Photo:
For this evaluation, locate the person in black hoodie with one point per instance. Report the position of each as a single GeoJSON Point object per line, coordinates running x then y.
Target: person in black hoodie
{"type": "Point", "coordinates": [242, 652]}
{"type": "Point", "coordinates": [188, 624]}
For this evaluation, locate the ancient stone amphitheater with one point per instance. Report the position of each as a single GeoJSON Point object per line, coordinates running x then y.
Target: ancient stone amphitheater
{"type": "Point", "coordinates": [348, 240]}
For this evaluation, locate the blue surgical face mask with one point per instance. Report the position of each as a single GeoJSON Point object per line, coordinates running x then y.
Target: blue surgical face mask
::::
_Work instructions:_ Render all of the data above as a numbered list, leaving out any blank lines.

_Answer to the exercise:_
1. Photo:
2. For this evaluation, locate the person in black hoodie with one point per instance. Report the position of each as a single GeoJSON Point object per line, coordinates running x then y.
3. Target: person in black hoodie
4. {"type": "Point", "coordinates": [242, 652]}
5. {"type": "Point", "coordinates": [188, 624]}
6. For this evaluation, locate the ancient stone amphitheater with one point per instance. Report the position of each as a single GeoJSON Point object per line, coordinates running x then y.
7. Target: ancient stone amphitheater
8. {"type": "Point", "coordinates": [348, 240]}
9. For this evaluation, locate the blue surgical face mask with one point per instance. Report the position of each as a single GeoJSON Point object per line, coordinates running x then y.
10. Target: blue surgical face mask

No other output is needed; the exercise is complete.